─── Given records ───

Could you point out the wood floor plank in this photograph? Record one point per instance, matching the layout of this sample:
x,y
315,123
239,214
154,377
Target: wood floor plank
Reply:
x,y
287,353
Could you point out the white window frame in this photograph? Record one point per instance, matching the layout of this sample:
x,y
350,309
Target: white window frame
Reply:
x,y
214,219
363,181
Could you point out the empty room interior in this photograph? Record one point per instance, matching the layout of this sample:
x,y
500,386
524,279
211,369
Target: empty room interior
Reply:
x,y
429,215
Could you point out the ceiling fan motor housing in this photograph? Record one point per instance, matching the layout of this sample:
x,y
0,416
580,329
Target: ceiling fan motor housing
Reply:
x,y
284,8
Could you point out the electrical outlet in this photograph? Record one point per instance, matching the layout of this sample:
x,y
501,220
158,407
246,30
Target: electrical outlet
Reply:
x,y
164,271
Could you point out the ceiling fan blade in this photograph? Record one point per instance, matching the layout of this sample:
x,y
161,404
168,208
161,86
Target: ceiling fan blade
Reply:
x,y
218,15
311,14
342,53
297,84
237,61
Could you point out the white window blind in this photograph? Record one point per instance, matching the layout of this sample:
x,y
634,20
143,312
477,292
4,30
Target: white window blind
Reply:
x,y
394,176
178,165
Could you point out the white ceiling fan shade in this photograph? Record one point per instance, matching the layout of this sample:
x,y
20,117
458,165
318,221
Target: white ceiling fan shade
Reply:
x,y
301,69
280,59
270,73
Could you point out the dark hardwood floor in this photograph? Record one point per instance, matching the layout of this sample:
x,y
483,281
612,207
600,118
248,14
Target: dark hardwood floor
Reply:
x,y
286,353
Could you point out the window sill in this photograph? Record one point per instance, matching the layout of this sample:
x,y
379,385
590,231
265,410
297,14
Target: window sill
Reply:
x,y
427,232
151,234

───

Would you write down every record again, exactly?

#### Task output:
Could you point out the wood floor plank in this photograph? Record one point per instance, matching the layout of this sample:
x,y
315,123
239,214
154,377
Target: wood floor plank
Reply:
x,y
287,353
Could you point out the white window frame in this photograph? Record one point per instance, matching the layout of this sample:
x,y
350,309
Target: white window frame
Reply:
x,y
214,219
363,181
Could you point out the empty room interior in this photograph? Record one point per instance, matching the layout of this sample:
x,y
500,386
524,279
211,369
Target: empty room interior
Reply:
x,y
429,215
Could you point out the ceiling fan motor housing in this photograph? Record one point per instance, matching the layout of this sample:
x,y
0,416
580,329
Target: ceiling fan motor housing
Reply:
x,y
284,8
Could you point out the electrical outlet in this photograph? Record one point per instance, matching the layout of this sample:
x,y
501,220
158,407
246,30
Target: electrical outlet
Reply:
x,y
164,271
Could you point out the ceiling fan blade in this photograph? Record one point per instance, matching the layout of this sample:
x,y
161,404
168,208
161,86
Target: ceiling fan blade
Reply:
x,y
218,15
311,14
342,53
297,84
237,61
Could you point out the white window blind in this photograph? Record one point per instance, matching the layout of this sample:
x,y
634,20
143,312
477,292
4,30
Target: white window blind
Reply:
x,y
394,176
178,165
Could you point out the white ceiling fan shade in this photograph? Record one point per instance, matching the layout of this sample:
x,y
20,117
458,165
318,221
Target: white ceiling fan shade
Reply:
x,y
301,69
280,59
270,73
Could you point out the dark hardwood floor in this photograph? Record one point per instance, matching the layout of this sample:
x,y
483,281
612,207
600,118
248,14
Target: dark hardwood floor
Reply:
x,y
286,353
Could you point out the window sill in this photograph? Record one point per instance, matching the layout of this sample:
x,y
379,385
590,231
265,410
297,14
Target: window sill
Reply:
x,y
427,232
151,234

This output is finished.